## [WHAT YOU WILL DO]
1. Copy the Pakistan news excerpt starting at the words "For nearly eight" and stopping after "for the military.", substituting "overseas assistance" for "foreign aid".
2. Extend the Pakistan news excerpt with several more sentences that follow its final line.

But without a major change in education strategy and an imposition of law in the country"s tribal areas bordering Afghanistan, Pakistan is likely to remain a hornet's nest of extremism for years to come, analysts and activists said.
For months, Gen. Musharraf has been losing popular support over his abrupt firing of the country's chief justice, Iftikhar Mohammed Chaudhry, who had expressed reservations about the president's efforts to remain simultaneously in political power and in military uniform.
For nearly eight years since seizing power in a bloodless coup, Gen. Musharraf has held onto the presidency. His decision to side with the United States after the September 11 terrorist attacks had helped Pakistan win more than $10 billion in foreign aid, most of it for the military.
Some militant Muslim groups, including al Qaeda, criticized the operation.
Ayman al-Zawahri, al Qaeda's deputy leader, released a 4½ minute video calling on Pakistanis to retaliate by waging "holy war" on Pakistan's government, the Associated Press reported.
Gen. Musharraf earned lavish praise from residents in this tree-lined capital for his decision to root out Islamic militants holed up inside the mosque and an adjacent girls' school.
Although the 164 special commandos took far longer than expected — more than 36 hours in total — to secure the compound, massive civilian casualties appeared yesterday to have been averted.
Pakistani military officials said 1,300 people had escaped or otherwise left the compound since the siege began July 3.
At least 106 persons were killed, including 10 soldiers, the Associated Press reported.
Prime Minister Shaukat Aziz told reporters late yesterday that no bodies of women or children had been found inside the sprawling mosque and school complexes and said the probability that such bodies would be found during the "mopping up" operation was low.
The week of urban warfare near the president's home and the militants' hard-fought battle from within a sacred enclave focused the country's attention on the issue of religious extremism.
Commentators on the country's 24-hour news channel, Dawn, posited theories on how to better tamp down extremism.

## [RECORDED DATA]
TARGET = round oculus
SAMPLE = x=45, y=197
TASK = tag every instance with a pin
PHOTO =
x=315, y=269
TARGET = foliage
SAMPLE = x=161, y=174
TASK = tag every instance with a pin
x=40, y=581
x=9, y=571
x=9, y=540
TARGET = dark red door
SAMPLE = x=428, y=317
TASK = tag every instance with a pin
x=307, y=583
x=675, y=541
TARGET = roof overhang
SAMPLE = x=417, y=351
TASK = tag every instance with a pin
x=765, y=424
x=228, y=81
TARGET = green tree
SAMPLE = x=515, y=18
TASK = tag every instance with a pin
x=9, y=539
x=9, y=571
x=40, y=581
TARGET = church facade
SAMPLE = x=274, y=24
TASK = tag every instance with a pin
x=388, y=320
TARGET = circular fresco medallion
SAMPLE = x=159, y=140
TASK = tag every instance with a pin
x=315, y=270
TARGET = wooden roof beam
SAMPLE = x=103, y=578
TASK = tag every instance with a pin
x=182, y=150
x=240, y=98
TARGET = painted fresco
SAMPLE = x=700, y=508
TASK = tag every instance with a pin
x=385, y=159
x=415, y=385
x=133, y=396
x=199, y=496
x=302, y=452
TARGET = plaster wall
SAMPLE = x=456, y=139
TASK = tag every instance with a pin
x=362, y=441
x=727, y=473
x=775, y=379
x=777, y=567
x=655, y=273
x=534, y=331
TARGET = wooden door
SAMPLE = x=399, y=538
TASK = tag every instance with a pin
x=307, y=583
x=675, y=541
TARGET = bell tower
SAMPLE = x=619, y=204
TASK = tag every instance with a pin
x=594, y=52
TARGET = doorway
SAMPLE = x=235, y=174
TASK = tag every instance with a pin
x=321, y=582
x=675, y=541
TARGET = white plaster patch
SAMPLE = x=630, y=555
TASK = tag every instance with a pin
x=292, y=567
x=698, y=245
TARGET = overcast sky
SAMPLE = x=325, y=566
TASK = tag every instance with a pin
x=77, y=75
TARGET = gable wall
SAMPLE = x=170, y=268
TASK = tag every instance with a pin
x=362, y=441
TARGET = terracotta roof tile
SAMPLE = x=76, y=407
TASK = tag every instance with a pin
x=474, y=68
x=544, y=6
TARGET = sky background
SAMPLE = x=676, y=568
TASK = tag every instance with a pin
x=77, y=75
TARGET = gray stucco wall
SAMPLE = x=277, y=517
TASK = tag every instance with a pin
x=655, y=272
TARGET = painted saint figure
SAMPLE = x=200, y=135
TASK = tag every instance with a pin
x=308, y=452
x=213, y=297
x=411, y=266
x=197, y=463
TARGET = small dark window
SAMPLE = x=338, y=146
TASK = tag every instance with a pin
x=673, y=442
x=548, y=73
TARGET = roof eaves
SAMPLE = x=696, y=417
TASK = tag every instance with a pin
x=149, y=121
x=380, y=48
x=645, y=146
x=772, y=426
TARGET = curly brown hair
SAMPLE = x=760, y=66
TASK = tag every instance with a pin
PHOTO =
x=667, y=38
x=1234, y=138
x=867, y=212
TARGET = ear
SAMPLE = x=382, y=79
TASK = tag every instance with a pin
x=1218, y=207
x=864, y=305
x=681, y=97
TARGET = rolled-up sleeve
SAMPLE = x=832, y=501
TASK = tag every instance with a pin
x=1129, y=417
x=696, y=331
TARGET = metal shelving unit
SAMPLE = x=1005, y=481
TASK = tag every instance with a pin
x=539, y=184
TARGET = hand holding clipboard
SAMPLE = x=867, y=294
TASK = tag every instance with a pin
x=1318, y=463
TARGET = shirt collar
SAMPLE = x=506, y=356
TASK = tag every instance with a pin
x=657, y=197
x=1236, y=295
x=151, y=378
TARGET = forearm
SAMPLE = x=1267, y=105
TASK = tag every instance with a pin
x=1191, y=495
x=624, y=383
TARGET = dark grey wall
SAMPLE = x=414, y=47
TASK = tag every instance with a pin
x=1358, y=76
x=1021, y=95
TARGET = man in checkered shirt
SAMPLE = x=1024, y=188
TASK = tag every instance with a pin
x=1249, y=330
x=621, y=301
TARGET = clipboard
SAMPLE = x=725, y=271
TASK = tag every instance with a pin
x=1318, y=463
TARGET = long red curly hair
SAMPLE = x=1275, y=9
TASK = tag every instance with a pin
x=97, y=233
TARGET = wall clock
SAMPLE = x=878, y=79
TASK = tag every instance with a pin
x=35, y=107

## [RESPONSES IN ORDER]
1.
For nearly eight years since seizing power in a bloodless coup, Gen. Musharraf has held onto the presidency. His decision to side with the United States after the September 11 terrorist attacks had helped Pakistan win more than $10 billion in overseas assistance, most of it for the military.

2.
"I still don't see the political will in this country, particularly from Musharraf, to change the policies that create these militants," said Afrasiab Khattak, a leading human rights activist in the North-West Frontier Province, where Taliban fighters and al Qaeda are thought to have secured a major base for international terrorist operations.
"The government knows where these militants come from and it has used them for its own purposes in the past, but it hasn't moved a centimeter ... to limit them," he said.
Pakistan's vows to implement a massive overhaul of its religious-oriented educational system — aimed at rooting out the teaching of intolerance and militancy — have stalled because of resistance from mullahs and schoolmasters who often operate with funding from Saudi and Persian Gulf charities.
In the North-West Frontier Province, for instance, Fazul Haq, a wizened headmaster and a senior leader in a well-known movement to impose strict Islamic law, boasts openly about Taliban fighters who regularly give sermons to his young male students.
"We don't have to lecture anyone," he said in a recent interview. "Instead of us lecturing them, the talibs lecture us. They are going to Afghanistan and they are fighting, and then they come back and deliver lectures about the virtues of Osama bin Laden."
Mr. Haq, who was surrounded by dozens of students, also boasted of his ties to rogue elements within Pakistan's intelligence services. He vowed that any "American spy" caught by his students would be "beheaded" — to the nods of his young pupils.